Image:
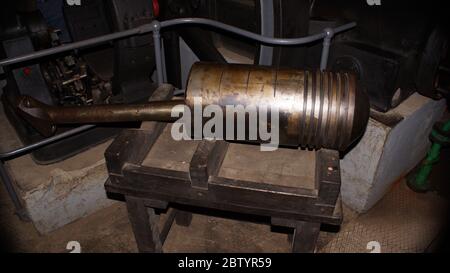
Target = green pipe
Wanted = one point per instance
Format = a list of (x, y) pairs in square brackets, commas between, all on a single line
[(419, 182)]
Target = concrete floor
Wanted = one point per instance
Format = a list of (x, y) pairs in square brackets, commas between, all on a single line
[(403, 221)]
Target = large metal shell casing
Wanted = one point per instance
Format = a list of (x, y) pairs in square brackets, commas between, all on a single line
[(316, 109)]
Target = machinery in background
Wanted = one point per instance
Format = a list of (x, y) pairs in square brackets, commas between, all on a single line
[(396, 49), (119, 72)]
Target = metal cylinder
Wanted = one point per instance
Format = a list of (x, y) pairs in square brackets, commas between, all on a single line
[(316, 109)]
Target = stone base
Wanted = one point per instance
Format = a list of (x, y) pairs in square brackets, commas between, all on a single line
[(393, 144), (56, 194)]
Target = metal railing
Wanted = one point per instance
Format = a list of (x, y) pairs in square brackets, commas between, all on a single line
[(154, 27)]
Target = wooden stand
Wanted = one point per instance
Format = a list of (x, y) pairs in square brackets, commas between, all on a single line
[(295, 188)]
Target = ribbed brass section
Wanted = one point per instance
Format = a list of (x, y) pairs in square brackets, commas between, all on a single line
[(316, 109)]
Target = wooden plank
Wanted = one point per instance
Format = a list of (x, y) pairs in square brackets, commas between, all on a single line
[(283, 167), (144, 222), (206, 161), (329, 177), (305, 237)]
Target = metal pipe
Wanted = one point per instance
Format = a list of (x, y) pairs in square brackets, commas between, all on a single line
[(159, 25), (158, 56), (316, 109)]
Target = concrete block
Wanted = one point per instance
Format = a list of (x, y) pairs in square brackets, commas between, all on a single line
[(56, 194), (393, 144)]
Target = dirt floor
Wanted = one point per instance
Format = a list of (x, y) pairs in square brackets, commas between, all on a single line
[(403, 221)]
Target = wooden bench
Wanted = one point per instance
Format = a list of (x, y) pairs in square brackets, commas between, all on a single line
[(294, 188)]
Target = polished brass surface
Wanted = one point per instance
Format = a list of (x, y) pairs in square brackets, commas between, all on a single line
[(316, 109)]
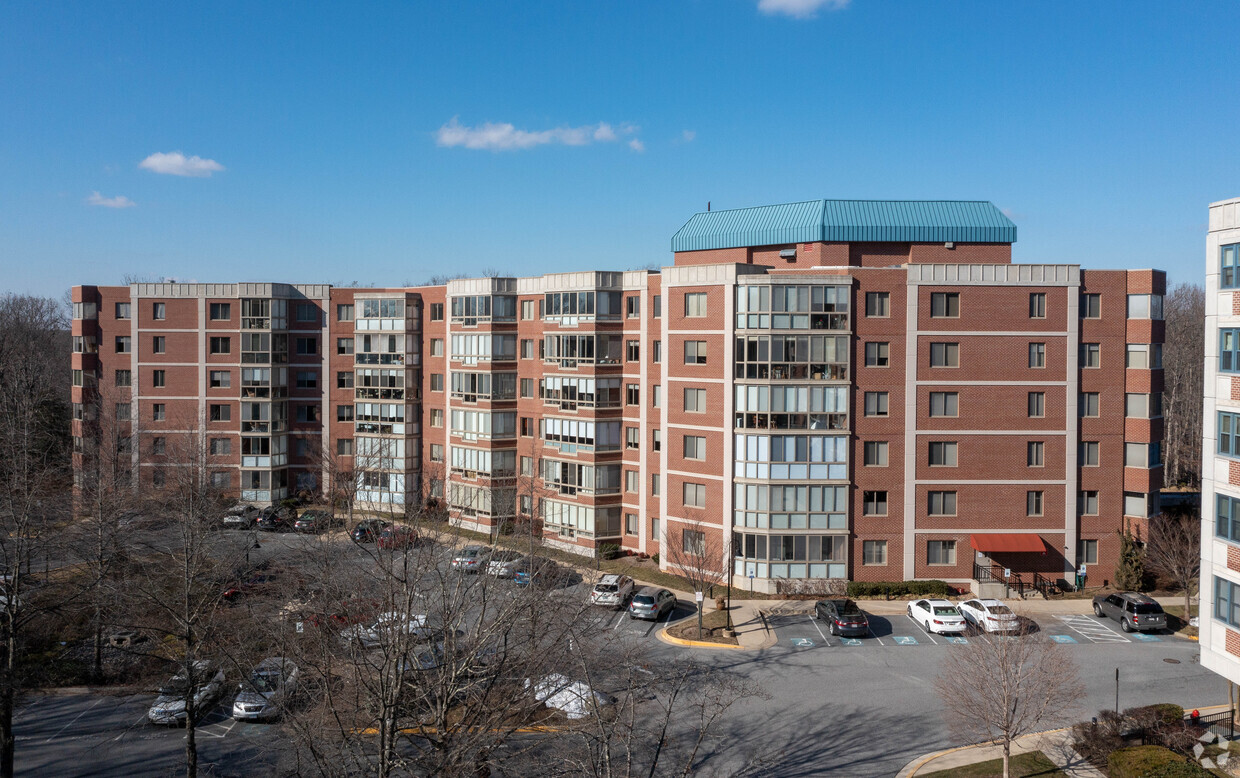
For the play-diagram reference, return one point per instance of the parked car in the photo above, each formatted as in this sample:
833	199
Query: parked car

::::::::

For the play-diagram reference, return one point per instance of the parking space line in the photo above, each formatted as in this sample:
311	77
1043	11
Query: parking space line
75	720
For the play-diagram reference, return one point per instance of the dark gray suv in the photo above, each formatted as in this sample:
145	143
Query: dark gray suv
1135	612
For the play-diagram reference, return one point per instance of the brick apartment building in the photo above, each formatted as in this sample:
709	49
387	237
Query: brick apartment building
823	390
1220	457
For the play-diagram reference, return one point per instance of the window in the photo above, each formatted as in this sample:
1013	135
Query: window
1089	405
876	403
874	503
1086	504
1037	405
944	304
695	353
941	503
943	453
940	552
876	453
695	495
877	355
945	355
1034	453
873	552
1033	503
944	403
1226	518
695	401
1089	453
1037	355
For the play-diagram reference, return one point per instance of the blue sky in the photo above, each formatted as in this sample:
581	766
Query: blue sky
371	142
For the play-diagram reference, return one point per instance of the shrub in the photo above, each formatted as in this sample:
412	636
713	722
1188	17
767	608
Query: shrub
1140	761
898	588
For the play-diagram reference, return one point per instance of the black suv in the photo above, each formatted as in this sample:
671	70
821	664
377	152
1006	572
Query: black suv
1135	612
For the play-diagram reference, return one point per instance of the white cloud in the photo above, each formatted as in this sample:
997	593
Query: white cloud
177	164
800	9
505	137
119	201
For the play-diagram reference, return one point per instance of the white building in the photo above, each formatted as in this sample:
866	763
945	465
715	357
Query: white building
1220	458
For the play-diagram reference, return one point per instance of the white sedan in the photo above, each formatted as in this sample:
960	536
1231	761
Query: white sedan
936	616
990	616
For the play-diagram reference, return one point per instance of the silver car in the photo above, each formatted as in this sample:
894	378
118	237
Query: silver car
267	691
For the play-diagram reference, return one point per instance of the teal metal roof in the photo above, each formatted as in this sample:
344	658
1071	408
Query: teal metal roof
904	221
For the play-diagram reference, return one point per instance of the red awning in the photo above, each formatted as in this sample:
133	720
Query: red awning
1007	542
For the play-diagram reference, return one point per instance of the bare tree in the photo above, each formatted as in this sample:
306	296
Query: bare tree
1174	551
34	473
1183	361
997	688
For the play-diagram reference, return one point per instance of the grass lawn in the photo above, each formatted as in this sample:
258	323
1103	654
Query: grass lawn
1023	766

::::::::

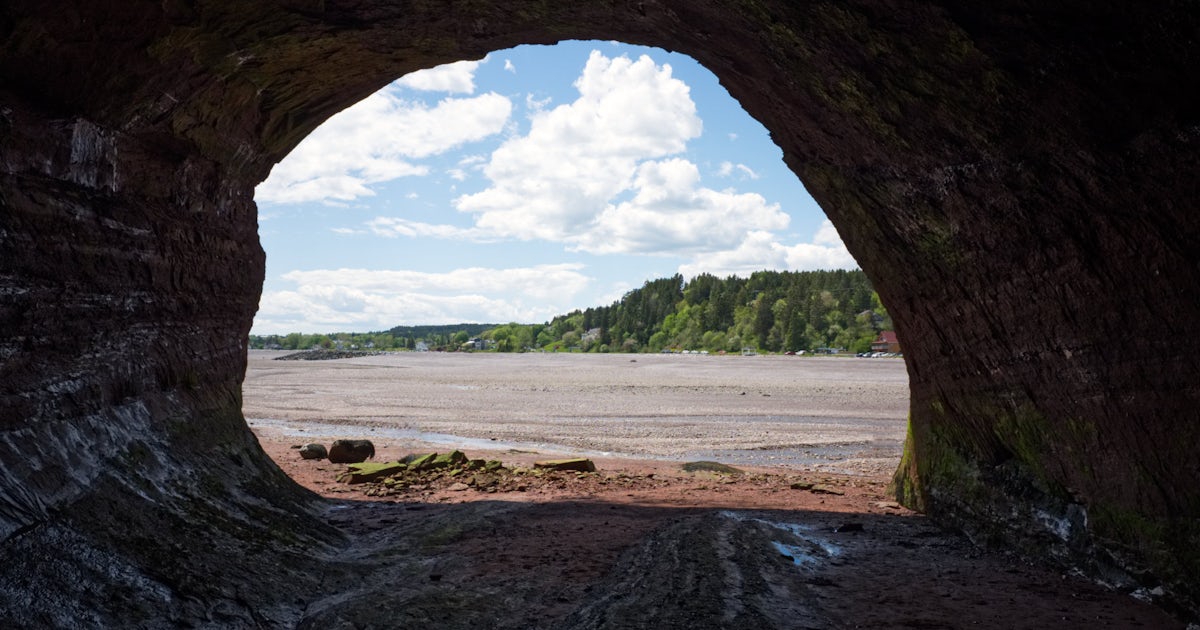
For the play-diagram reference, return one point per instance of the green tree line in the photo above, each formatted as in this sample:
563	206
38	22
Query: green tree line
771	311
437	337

::::::::

EXERCISE GOAL — Pull out each line above that contains the word "white", and copy every one of those lines in full.

ANSWER FOR THIS EXERCISE —
For the play-diagram reference, return one point per instance of the white cloud in the photo above, each formatted as in this sample:
Query: white cloud
For the play-diagram reference, return one point per instance of the white building in the photo above, each formatted as in this sample:
Query: white building
For the play-diagram reference, return one point per instance of the white sedan in the photo above, each formatted as in this sample:
Query: white sedan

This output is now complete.